• **EXERCISE TASK**
Can you give every line of the items below as a numbered list, skipping any blank lines?
-- begin --
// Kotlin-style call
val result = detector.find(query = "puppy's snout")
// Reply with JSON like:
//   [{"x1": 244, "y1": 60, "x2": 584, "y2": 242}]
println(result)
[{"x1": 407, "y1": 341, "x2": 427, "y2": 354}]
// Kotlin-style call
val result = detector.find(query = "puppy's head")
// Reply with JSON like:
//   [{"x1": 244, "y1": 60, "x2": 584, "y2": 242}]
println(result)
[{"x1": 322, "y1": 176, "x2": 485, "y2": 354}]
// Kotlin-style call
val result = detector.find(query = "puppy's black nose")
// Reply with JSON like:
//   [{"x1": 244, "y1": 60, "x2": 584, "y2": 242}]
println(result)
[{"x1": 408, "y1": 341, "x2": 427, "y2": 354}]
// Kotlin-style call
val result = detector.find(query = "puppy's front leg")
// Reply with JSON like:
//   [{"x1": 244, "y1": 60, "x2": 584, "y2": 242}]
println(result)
-- end --
• **TASK OUTPUT**
1. // Kotlin-style call
2. val result = detector.find(query = "puppy's snout")
3. // Reply with JSON like:
4. //   [{"x1": 244, "y1": 60, "x2": 584, "y2": 242}]
5. println(result)
6. [{"x1": 407, "y1": 341, "x2": 427, "y2": 354}]
7. // Kotlin-style call
8. val result = detector.find(query = "puppy's head")
9. // Reply with JSON like:
10. //   [{"x1": 244, "y1": 60, "x2": 584, "y2": 242}]
11. println(result)
12. [{"x1": 322, "y1": 176, "x2": 485, "y2": 354}]
13. // Kotlin-style call
14. val result = detector.find(query = "puppy's black nose")
15. // Reply with JSON like:
16. //   [{"x1": 244, "y1": 60, "x2": 584, "y2": 242}]
17. println(result)
18. [{"x1": 408, "y1": 341, "x2": 427, "y2": 354}]
19. // Kotlin-style call
20. val result = detector.find(query = "puppy's front leg")
21. // Reply with JSON like:
22. //   [{"x1": 244, "y1": 60, "x2": 584, "y2": 242}]
23. println(result)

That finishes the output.